Document section
-*-*-

# Cannot capture Netflix, HBO Max, Amazon Video



## Toshiko (Dec 4, 2020)

So, my spouse and I are currently in different countries.  We pass the time by watching things together, one of us streaming whatever we watch to the other via private RTMP server. Suddenly, today, after no issue at any point in the past, OBS is now capturing only the subtitles and showing flat black where the video should be. YouTube is unaffected, but the other three mentioned are all uncapturable.


----------



## qhobbes (Dec 4, 2020)

There's a word for this and it rhymes with "piracy". Get the Netflix Standard plan and you can watch on up 2 devices at a time with HD available for $13.99 per month plus tax where applicable. Not sure about the others.


----------



## Toshiko (Dec 4, 2020)

I do have that plan, but you'll note that the same content isn't available in every country. Sometimes, yes, we can watch the same thing. Other times, it's not an option. And I'm not going to pirate something that I'm paying for.

Anyway, workaround found: disable hardware acceleration in the browser.

-*-*-

Copy the forum thread about OBS failing to capture streaming services word for word in full.

Data lines
-*-*-

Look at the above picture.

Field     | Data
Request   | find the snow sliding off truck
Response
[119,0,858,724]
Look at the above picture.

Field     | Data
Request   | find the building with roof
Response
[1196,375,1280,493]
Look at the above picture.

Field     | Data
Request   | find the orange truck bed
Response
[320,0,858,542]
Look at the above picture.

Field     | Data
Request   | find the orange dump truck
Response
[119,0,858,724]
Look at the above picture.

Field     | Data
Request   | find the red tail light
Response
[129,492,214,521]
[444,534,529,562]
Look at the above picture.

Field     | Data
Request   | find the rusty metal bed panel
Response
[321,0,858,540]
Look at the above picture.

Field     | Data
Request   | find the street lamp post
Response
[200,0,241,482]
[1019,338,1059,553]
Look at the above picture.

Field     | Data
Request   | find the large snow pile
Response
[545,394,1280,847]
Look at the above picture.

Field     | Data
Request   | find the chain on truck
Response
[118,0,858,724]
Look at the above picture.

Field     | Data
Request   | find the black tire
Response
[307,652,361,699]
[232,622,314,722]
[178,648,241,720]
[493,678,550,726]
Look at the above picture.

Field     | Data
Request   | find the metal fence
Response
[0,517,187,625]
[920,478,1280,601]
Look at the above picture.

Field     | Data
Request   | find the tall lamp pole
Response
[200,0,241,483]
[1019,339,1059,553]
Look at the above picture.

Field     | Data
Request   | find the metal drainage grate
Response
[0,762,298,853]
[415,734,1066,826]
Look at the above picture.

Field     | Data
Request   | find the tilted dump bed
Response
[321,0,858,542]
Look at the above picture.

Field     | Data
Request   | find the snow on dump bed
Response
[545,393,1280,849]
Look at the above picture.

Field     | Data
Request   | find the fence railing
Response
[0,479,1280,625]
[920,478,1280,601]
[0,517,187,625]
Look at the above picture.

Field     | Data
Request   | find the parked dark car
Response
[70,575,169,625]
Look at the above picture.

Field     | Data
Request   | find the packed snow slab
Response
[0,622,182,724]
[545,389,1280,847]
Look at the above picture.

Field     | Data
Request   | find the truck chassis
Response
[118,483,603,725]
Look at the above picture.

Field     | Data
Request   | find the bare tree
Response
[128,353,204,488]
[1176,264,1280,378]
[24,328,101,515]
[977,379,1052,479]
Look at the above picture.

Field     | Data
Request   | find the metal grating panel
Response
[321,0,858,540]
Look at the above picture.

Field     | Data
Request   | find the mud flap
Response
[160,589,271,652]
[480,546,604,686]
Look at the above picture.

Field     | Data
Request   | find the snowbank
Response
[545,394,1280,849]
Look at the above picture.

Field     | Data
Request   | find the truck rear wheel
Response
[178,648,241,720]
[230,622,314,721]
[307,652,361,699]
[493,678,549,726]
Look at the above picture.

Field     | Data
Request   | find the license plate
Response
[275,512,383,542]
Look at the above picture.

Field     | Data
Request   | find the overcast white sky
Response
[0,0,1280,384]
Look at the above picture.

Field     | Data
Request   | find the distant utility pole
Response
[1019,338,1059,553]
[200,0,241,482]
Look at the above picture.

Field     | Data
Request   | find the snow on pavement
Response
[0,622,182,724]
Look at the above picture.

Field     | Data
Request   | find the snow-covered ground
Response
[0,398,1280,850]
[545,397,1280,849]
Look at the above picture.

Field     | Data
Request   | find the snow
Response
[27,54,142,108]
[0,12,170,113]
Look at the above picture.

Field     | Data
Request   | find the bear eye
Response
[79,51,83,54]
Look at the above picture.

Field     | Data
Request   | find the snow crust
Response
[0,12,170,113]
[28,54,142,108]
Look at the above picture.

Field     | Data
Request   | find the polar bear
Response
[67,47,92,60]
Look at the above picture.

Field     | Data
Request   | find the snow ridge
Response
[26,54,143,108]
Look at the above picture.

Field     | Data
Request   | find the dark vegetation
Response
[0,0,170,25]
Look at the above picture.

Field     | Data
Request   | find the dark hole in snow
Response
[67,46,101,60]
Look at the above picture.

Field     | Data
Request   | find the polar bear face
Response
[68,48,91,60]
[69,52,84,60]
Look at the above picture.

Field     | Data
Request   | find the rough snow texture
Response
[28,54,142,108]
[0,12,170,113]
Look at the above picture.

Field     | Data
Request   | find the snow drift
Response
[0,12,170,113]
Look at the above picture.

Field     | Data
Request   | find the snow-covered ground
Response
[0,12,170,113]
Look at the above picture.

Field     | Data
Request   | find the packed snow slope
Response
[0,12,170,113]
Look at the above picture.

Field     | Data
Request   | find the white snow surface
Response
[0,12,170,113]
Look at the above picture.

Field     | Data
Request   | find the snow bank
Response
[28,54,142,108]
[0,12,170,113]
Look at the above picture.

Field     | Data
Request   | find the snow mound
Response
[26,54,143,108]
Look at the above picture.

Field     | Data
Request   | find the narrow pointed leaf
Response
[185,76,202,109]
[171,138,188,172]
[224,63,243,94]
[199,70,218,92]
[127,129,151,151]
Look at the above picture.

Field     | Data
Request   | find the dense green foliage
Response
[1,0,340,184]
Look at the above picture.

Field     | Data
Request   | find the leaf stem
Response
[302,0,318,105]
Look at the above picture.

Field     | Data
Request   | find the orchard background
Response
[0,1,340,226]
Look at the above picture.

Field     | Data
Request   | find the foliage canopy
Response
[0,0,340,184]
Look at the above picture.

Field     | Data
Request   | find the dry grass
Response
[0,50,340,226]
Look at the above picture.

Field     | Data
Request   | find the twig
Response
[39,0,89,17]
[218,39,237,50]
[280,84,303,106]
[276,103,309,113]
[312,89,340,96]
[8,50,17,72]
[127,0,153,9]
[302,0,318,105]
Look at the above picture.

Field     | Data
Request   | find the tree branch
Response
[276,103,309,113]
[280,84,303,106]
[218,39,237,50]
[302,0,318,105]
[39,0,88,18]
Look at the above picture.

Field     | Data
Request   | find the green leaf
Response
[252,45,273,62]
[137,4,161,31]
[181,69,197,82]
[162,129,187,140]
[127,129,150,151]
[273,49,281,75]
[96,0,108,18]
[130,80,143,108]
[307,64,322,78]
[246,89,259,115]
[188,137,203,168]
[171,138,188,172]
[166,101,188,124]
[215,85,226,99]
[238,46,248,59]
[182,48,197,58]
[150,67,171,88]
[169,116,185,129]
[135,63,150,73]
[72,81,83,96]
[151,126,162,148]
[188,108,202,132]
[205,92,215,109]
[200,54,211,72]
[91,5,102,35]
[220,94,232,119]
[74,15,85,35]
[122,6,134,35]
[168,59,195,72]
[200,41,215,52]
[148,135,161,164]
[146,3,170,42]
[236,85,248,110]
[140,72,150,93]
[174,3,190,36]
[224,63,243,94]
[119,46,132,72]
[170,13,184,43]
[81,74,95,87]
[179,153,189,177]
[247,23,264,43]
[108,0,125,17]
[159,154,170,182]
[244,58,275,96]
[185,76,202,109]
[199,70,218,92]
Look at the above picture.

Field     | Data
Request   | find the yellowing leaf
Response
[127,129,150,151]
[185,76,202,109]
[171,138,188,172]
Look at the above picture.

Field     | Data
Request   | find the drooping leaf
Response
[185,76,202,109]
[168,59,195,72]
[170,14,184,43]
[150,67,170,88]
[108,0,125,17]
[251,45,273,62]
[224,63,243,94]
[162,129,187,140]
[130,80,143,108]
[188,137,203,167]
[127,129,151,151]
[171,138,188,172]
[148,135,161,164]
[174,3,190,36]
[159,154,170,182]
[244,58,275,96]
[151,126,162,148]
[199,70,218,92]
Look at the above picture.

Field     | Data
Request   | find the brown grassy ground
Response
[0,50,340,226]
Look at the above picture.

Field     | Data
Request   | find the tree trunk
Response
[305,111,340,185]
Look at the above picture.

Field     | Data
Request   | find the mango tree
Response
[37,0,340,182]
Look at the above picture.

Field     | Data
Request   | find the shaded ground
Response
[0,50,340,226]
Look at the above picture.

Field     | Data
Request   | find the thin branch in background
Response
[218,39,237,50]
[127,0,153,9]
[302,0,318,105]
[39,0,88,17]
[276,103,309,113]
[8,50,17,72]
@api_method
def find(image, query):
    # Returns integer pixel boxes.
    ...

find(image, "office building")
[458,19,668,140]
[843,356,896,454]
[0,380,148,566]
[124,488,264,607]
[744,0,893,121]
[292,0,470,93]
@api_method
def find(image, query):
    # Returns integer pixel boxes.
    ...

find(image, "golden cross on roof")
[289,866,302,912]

-*-*-

Answer
# Cannot capture Netflix, HBO Max, Amazon Video



## Toshiko (Dec 4, 2020)

So, my spouse and I are currently in different countries.  We pass the time by watching things together, one of us streaming whatever we watch to the other via private RTMP server. Suddenly, today, after no issue at any point in the past, OBS is now capturing only the subtitles and showing flat black where the video should be. YouTube is unaffected, but the other three mentioned are all uncapturable.


----------



## qhobbes (Dec 4, 2020)

There's a word for this and it rhymes with "piracy". Get the Netflix Standard plan and you can watch on up 2 devices at a time with HD available for $13.99 per month plus tax where applicable. Not sure about the others.


----------



## Toshiko (Dec 4, 2020)

I do have that plan, but you'll note that the same content isn't available in every country. Sometimes, yes, we can watch the same thing. Other times, it's not an option. And I'm not going to pirate something that I'm paying for.

Anyway, workaround found: disable hardware acceleration in the browser.